**Aim 1:** According to the forum thread, who is the tool specifically meant for?

While useful it needs a big red warning to potential leakers. If they were personally served documents (such as via email, while logged in, etc) there really isn't much that can be done to ascertain the safety of leaking it. It's not even safe if there are two or more leakers and they "compare notes" to try and "clean" something for release.
The watermark can even be contained in the wording itself (multiple versions of sentences, word choice etc stores the entropy). The only moderately safe thing to leak would be a pure text full paraphrasing of the material. But that wouldn't inspire much trust as a source.
This doesn't seem to be designed for leakers, i.e. people sending PDF's -- it's specifically for people receiving untrusted files, i.e. journalists.
And specifically about them not being hacked by malicious code. I'm not seeing anything that suggests it's about trying to remove traces of a file's origin.
I don't see why it would need a warning for something it's not designed for at all.

**Aim 2:** Rewrite the entries from the line with "the woman's face" up to and including the line with "point(437, 471)", replacing "field log" with "survey record" and keeping everything else the same.

**Source data:**

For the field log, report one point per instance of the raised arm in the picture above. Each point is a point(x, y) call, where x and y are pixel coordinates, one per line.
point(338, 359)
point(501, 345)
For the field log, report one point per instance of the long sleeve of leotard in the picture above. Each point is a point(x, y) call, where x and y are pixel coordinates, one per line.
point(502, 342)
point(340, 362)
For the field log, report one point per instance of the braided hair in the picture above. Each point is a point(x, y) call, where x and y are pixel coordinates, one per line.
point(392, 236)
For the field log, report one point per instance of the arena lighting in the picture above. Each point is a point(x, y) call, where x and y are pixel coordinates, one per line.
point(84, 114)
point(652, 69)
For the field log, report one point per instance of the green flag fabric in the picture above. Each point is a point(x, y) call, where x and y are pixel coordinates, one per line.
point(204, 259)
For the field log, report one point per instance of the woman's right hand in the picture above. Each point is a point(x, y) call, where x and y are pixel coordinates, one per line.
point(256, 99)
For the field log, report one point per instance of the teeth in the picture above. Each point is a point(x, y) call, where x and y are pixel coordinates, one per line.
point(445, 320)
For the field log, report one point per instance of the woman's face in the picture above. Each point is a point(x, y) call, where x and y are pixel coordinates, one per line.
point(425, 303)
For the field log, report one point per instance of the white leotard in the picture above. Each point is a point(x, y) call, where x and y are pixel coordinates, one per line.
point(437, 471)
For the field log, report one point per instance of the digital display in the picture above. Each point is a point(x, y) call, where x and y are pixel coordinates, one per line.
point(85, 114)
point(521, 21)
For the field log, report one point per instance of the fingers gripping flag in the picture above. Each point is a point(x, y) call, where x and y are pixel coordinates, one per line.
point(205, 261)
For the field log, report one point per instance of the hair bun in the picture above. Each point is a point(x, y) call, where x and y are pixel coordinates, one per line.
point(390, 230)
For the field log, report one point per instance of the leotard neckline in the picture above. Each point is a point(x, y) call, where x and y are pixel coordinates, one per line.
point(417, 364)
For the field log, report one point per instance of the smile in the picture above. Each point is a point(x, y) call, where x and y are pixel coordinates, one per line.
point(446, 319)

**Solution 1:** People receiving untrusted files, such as journalists.

**Solution 2:**
For the survey record, report one point per instance of the woman's face in the picture above. Each point is a point(x, y) call, where x and y are pixel coordinates, one per line.
point(425, 303)
For the survey record, report one point per instance of the white leotard in the picture above. Each point is a point(x, y) call, where x and y are pixel coordinates, one per line.
point(437, 471)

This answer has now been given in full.